DOCUMENT EXTRACT START
It is the first time SJD Barcelona Children’s Hospital has performed this complex operation on a conscious patient

  • This type of surgery is performed in adults, but is not at all common in children and adolescents due to the collaboration required on the part of the patient.
  • The adolescent suffered from very complex epilepsy, and  the team in the Epilepsy Unit had to implant electrodes in her brain to diagnose the disease and define the area where the seizures were originating.
  • The 15 year old patient had been suffering from epileptic seizures since she was three years old but has not had a single seizure since the operation.

75% of epilepsy cases appear in childhood. It is estimated that up to one in three do not respond to drugs. Some of these refractory cases can be treated surgically, and SJD Children’s Hospital Barcelona is one of the few reference centres in Spain for the surgical treatment of refractory epilepsy in children.

In very complex cases of epilepsy, neurosurgeons implant intracranial electrodes to monitor brain activity for one or two weeks for diagnostic purposes: to locate and define the area where the seizures are originating, its limits and its relationship to expressive areas, to determine whether it will be possible to remove it. This was the procedure used in the case of a 15 year old girl from Las Palmas in Gran Canaria who had suffered from epileptic seizures since she was three years old that were negatively affecting her day-to-day life. She was operated on by a team from SJD Barcelona Children’s Hospital that included neurologists, neuropaediatricians, neurosurgeons, neurophysiologists, neuroradiologists and neuropsychologists.
DOCUMENT EXTRACT END
GIVEN ENTRIES START
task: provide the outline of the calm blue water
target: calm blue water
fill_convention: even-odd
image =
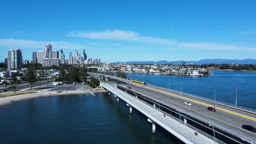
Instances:
[[[124,103],[98,93],[42,97],[0,106],[0,143],[182,143]]]
[[[166,75],[127,74],[130,79],[144,81],[147,83],[216,100],[235,103],[237,88],[237,105],[256,109],[256,73],[213,70],[209,76],[181,76]],[[235,82],[235,85],[234,85]],[[181,85],[181,83],[182,84]],[[182,85],[182,86],[181,86]]]

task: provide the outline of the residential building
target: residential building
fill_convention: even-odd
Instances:
[[[50,44],[47,44],[45,47],[45,58],[51,58],[51,51],[53,46]]]
[[[65,55],[64,53],[61,54],[61,63],[65,64]]]
[[[37,52],[33,52],[33,63],[37,63]]]
[[[59,58],[59,51],[51,51],[51,58]]]
[[[4,64],[5,65],[7,65],[8,64],[8,58],[5,58],[4,59]]]
[[[37,51],[37,62],[43,64],[43,59],[44,58],[44,51]]]
[[[20,69],[22,67],[22,55],[19,49],[8,50],[8,68]]]

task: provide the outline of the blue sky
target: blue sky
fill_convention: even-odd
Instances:
[[[54,1],[54,2],[53,2]],[[256,58],[255,1],[1,1],[0,61],[50,43],[103,62]]]

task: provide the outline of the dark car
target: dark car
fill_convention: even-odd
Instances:
[[[216,110],[215,110],[214,108],[212,107],[207,107],[207,109],[209,110],[209,111],[216,111]]]
[[[242,126],[242,128],[244,129],[246,129],[246,130],[249,130],[252,132],[253,132],[253,133],[255,133],[256,132],[256,129],[253,127],[253,126],[252,125],[243,125]]]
GIVEN ENTRIES END
* **THE TASK**
Continue the article above about the epilepsy surgery at SJD Barcelona Children’s Hospital, picking up after its final sentence.

* **RESPONSE**
By implanting electrodes and monitoring the patient’s brain activity, it was possible to discover that the area where the seizures were originating was located in the left hemisphere of the brain and included the area that connects the occipital and temporal lobes, i.e. the area that connects the vision and language centres and is involved in reading. The surgeons decided that excising the area where the seizures were originating was a viable option, but decided to do it with the patient awake and reading in order to ensure this ability was not damaged. This type of procedure is performed in adults, but is not at all common in children and adolescents due to the collaboration required on the part of the patient.

Neurostimulation, monitoring and teamwork: the keys to the surgery’s success

The operation lasted six hours and the patient had to be prepared beforehand, by instructing her on the tasks she would have to perform in theatre during the three hours for which she would be awake. For the first phase, the adolescent was anaesthetised so that the surgeons could prepare her for the operation: they applied fixators to keep her head in the correct position and to enable them to map images previously loaded in a neuronavigator—MRI, CT, etc.—with those of the actual brain so that the surgeon had an extremely accurate guide to use during the surgery.

Once this was done, the patient was woken up and a local anaesthetic was administered so that she would be conscious during the operation but would not feel any pain. The surgeons then proceeded to excise the epileptic focus. To guarantee that they would not touch any area that would endanger the patient’s reading comprehension, they first applied a web of electrodes over her  brain. Then, while a neurophysiologist stimulated the area to be operated on using a pen electrode, a neuropsychologist tested the patient to see whether there was any interference with her language and reading abilities. If there was interference, the surgeons stopped operating in that location and sought another approach.

The teenager was operated on in October 2017 and since then she has not had a single epileptic seizure.